> _What this exercise asks_:
1 - Name every person mentioned by name in the Chiang Mai tourism article, not the rows.
2 - Please write the next few sentences of the Chiang Mai tourism article, starting after its last sentence.

> _Page text_:
○ ○ ○ ○ ○

Hotels in general and the international airport in Chiang Mai still have a large number of rooms available and spare capacity due to the relatively tepid resumption of tourism post-pandemic, while concerns over PM2.5 dust during the high season still remain.
Prime Minster Srettha Thavisin visited the airport during the weekend to inspect its readiness to accommodate tourists, particularly after lifting visa requirements for Chinese tourists from Sept 25 until Feb 29, 2024.
Chiang Mai International Airport is preparing to extend its operating hours to 24/7, starting from November, to host international flights that usually require departure time slots beyond midnight and early inbound flights before the current opening time of 6am, especially carriers from China, South Korea and Japan, said Vijit Keawsaitiam, general manager of Chiang Mai Airport.
Airports of Thailand (AoT) reported that the bottleneck which caused congestion at the airport was at its passenger terminal rather than the flight slots which still allow the airport to be able to host 25 flights per hour.
Mr Vijit said the capacity at the airport currently was just half of 2019's level and there is still room to grow from the existing capacity, while the plan to build a second airport in Lamphun would be a long-term project for 2029, which AoT is currently studying.
Suladda Sarutilavan, director of the Chiang Mai office of the Tourism Authority of Thailand (TAT), said while domestic tourism has almost fully recovered in Chiang Mai, the international market has revived at a slower pace.
Prior to the pandemic, Chiang Mai had around 26 international flights per week, but this has dropped to 10 per week, or less than 50% of the level seen in 2019.
The capacity at the airport has been set to accommodate 8 million passengers per year, but the peak period in 2019 saw the number of passengers surpass 11 million. AoT has drawn up a plan to increase capacity to 16.5 million.
Ms Suladda said after Thailand announced a visa-free policy for Chinese travellers, hotels in Chiang Mai started to see advanced bookings of 90% for China's National Day holiday in October.

○ ○ ○ ○ ○

> _Material shown_:

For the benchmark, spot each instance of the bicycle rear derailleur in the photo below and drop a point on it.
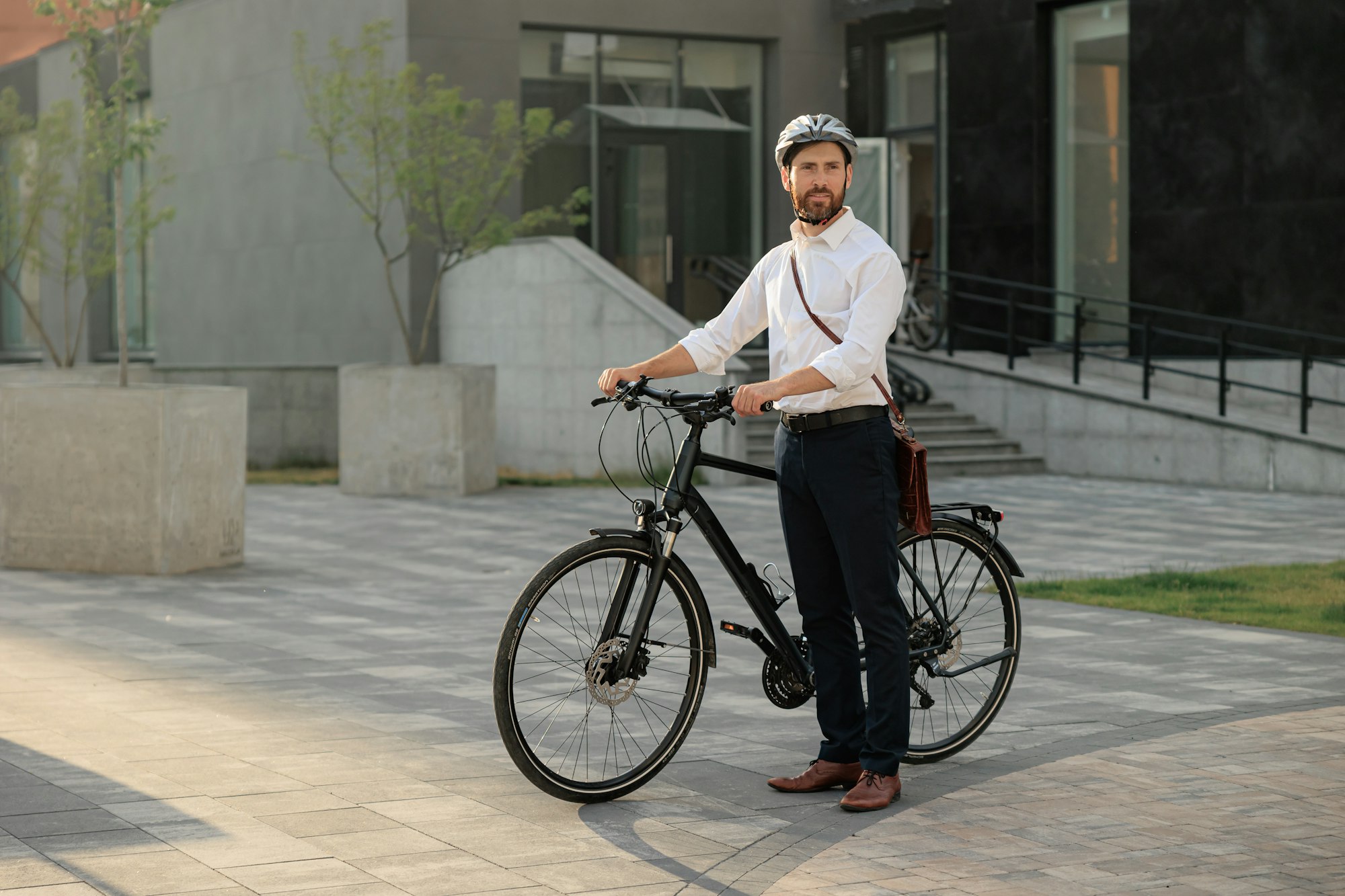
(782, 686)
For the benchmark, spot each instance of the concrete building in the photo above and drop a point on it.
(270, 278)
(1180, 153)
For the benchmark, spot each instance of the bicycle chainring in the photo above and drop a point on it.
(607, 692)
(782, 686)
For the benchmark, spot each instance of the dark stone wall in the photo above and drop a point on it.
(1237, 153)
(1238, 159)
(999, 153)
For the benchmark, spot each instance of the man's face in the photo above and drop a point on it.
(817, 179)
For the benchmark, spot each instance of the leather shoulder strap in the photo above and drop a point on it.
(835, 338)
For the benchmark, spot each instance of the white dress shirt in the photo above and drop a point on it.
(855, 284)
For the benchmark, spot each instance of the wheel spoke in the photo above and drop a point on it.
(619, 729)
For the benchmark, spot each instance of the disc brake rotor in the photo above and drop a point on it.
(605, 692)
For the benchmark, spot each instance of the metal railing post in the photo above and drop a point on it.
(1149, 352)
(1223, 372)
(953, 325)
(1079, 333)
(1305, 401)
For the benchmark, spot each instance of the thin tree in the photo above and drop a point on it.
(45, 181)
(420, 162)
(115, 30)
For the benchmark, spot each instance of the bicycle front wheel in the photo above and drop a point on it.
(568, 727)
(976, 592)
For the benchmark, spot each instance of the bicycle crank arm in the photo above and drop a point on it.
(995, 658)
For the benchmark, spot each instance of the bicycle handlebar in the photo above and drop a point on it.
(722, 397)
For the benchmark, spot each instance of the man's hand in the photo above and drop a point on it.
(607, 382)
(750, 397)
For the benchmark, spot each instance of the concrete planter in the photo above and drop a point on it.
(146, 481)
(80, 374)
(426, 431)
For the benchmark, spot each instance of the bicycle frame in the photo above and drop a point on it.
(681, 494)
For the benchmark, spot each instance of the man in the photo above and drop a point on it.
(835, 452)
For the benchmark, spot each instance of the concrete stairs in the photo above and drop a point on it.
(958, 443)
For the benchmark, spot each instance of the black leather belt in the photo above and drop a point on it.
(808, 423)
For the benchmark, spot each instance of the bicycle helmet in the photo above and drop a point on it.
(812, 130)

○ ○ ○ ○ ○

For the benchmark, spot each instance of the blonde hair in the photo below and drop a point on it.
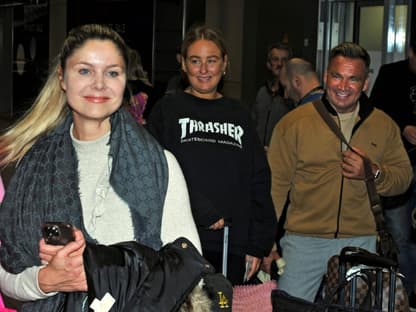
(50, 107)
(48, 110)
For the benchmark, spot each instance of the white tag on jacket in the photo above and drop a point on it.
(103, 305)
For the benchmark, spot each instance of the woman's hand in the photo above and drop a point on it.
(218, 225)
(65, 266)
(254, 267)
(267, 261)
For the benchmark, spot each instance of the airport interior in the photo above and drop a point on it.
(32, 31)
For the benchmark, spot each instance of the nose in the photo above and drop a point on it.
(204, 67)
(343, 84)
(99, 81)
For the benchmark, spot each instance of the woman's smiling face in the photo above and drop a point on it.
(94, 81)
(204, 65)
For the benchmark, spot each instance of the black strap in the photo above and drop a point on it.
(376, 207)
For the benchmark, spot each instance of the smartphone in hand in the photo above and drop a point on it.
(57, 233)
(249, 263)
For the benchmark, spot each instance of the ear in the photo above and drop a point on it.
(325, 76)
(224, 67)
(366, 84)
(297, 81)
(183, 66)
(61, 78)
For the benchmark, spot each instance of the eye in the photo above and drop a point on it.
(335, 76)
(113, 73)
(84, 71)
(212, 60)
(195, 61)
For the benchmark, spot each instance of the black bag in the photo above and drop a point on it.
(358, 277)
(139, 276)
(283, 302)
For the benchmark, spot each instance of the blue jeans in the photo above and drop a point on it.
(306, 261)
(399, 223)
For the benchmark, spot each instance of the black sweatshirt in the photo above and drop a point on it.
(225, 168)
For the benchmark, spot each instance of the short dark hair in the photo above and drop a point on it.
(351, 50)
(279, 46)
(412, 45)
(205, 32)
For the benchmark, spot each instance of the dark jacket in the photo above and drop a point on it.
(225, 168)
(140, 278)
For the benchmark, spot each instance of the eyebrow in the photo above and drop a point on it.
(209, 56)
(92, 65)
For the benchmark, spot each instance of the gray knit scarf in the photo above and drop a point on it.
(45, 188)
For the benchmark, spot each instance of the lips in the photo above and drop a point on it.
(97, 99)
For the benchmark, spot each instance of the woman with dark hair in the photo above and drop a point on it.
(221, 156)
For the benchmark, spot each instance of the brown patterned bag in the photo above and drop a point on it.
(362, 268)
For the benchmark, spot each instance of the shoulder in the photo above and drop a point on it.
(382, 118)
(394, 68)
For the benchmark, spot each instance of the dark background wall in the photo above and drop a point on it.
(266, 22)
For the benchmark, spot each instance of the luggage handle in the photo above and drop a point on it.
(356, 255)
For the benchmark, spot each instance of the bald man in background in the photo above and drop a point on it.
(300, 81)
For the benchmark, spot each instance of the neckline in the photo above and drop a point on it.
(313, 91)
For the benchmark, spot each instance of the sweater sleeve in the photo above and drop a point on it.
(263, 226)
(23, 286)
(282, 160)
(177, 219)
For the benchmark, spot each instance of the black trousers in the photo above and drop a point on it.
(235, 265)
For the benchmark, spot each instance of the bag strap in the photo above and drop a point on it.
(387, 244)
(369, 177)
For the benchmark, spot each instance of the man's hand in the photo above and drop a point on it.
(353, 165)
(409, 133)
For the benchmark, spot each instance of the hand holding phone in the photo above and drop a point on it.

○ ○ ○ ○ ○

> _Results by task_:
1 -
Srettha Thavisin
Vijit Keawsaitiam
Suladda Sarutilavan

2 -
However, the key segment from China has changed from mass tour groups to individual travellers, mostly with high spending power who are looking for upgraded hotel services.
Of the 11.1 million visitors to Chiang Mai in 2019, 1.2 million were Chinese.
However, the Chinese market this year is expected to close at 250,000 travellers or less than 25% compared to the normal rate.
This was already an upgraded target from that previously set at 130,000 before announcing the visa-free policy.
"Chinese travelling via land border checkpoints in Chiang Rai to Chiang Mai fell before the pandemic as we've tightened restrictions on caravan tours and this group has yet to recover," said Ms Suladda.
She said tourism revenue in Chiang Mai should reach 80-90 billion baht in 2023, around 80% of 2019's tally, from 2.4 million foreign arrivals and 7 million local tourists.
She said hotel rooms in Chiang Mai are back in operation by 80%, with the average occupancy rate of 75% from the first to the third quarters.
With more tourists flooding in during the final quarter due to the visa policy, occupancy is expected to increase to 80%.
She said the TAT has to cooperate with more international airlines to bring more flights to the province as it played a crucial role in boosting the market in the first half. The top markets were China, South Korea, Taiwan, Hong Kong and Malaysia.